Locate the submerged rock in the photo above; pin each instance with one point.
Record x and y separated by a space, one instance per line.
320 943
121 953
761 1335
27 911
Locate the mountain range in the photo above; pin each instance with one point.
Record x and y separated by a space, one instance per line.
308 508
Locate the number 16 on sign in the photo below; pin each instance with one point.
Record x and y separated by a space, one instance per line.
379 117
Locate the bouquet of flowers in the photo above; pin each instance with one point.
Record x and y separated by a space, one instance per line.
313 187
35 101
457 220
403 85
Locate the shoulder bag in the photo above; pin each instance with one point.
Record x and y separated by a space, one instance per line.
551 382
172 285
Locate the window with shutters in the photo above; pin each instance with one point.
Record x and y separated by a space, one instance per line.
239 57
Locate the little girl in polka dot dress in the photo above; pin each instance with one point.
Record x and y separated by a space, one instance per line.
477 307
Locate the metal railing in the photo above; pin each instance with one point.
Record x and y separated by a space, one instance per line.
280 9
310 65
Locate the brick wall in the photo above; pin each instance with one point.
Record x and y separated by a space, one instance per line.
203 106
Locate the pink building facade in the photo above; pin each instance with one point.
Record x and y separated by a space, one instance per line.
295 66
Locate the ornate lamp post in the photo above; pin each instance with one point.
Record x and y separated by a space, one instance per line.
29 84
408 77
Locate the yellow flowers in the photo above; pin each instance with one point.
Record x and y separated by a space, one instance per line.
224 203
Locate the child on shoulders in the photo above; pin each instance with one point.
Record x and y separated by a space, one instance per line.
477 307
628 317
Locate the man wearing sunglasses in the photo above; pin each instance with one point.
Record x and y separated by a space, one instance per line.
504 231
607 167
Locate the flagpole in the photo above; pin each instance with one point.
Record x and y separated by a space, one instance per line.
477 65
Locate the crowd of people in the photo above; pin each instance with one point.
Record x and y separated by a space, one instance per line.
◇ ◇ ◇ ◇
● **What needs to be done**
Write out exactly the lines from the one with "Locate the child" through the end of the records above, both ends included, and leave out all other lines.

● **Task result**
Locate the child on shoulders in the photo above; pin each instance with one point.
Record x and y separated by a space, one instance per line.
477 307
628 317
Locate the man wearing sunglasses in the photo above; pin each instance with one point.
Record x and y separated by a space, one instance per line.
504 231
607 167
Locate the flagpole in the photo above; pin each instance with one point.
Record x and y separated by a space, one instance per line.
477 65
Locate the crowd of people in the photo above; pin each instance with one point.
Record x and y separated by a space, one instance per line.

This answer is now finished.